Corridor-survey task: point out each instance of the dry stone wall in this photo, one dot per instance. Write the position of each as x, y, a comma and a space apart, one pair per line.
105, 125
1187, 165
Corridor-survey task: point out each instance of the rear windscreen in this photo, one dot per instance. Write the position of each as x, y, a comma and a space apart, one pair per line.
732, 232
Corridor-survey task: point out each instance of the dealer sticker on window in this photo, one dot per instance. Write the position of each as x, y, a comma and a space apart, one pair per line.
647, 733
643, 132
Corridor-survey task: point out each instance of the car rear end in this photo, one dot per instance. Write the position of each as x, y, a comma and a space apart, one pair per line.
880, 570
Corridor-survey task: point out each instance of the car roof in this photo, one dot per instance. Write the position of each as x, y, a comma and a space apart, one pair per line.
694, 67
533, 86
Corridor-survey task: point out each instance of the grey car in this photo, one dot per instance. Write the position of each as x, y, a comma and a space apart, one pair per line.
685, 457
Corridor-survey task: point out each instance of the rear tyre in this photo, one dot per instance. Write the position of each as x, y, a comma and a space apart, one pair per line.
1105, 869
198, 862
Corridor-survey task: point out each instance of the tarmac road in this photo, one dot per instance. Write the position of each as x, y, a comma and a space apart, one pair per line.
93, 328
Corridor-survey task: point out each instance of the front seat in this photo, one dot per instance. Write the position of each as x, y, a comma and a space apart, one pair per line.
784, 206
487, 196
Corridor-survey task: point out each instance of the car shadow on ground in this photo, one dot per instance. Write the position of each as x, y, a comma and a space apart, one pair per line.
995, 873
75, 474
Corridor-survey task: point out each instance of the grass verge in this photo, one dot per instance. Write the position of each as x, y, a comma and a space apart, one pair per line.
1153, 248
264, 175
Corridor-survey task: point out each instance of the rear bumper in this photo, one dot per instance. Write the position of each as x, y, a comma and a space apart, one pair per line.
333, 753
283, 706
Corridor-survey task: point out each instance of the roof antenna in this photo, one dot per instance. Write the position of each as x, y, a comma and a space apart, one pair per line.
^^^^^^^^^^^^^^^^
• **What you will do**
Line by line, output the records exactly as given.

• **Worked solution**
Corridor-survey task: point out each instance of the dry stone wall in this photo, one dot per instance. Write the position of each as x, y, a comma and a space apart, one pair per line.
105, 125
1187, 165
Corridor-survey task: point out each instance of the rear windscreen in this photo, one dot per instance. Write the position of each as x, y, a comma and a space apart, one pair per line.
732, 232
Corridor-survey task: point out each instance of the dealer sticker on window in this photo, one dot per instance. Write the position of each as x, y, a comma and a space apart, one pair per line.
647, 733
643, 132
Corridor-survey task: point out each instance of the car rear end in this photo, one dot per instance. Write the position of each as x, y, a comma and a space apart, one pair per line.
880, 570
Corridor-survey task: point out each instance of the car roof in this photo, one dot per instance. Write the position of each as x, y, a comma and a space apart, one pair per line.
694, 67
533, 86
Corridor-survey task: point out each instance of the grey car in this photo, one dot per instance. Write the position of each as x, y, a comma and a space apart, one pair per line.
685, 457
Corridor-survey task: point out each instance of the rear tyre in this photo, one dot per instance. Write the position of each as x, y, a comma and a space apart, one pair per line.
1105, 869
198, 862
Corridor-survey task: point out each instance of the tarmac road in this photo, one dot per instance. Write the position of each as x, y, a comma and a space apart, one pair per line.
93, 328
Corridor-survey task: point out each instance of the front seat in this photo, one dot per instance. Write the position of each as x, y, a comma and a space apart, one pair per line.
784, 206
487, 196
Corridor-survey task: point out each instance of the car shadow on ground in this photo, one dot per instance. Write the position of each as x, y, a comma and a space apart, one pair per line.
995, 873
75, 474
Corridor-survey task: point out each instance of the grass verge in this photo, one dot per instance. Write the position of each as x, y, a comma and a space apart, one pair per line.
1153, 248
264, 175
Corridor-survey task: point out each instance of the rear bumper in this photo, one dot per instance. Write the position of each as x, y, a comma and a space apart, one pair per line.
333, 753
283, 706
Corridor-survey task: point out each instance of the roof antenna in this photo, one dot per instance. Write the position of each as x, y, a comma and a space apart, one pair per line.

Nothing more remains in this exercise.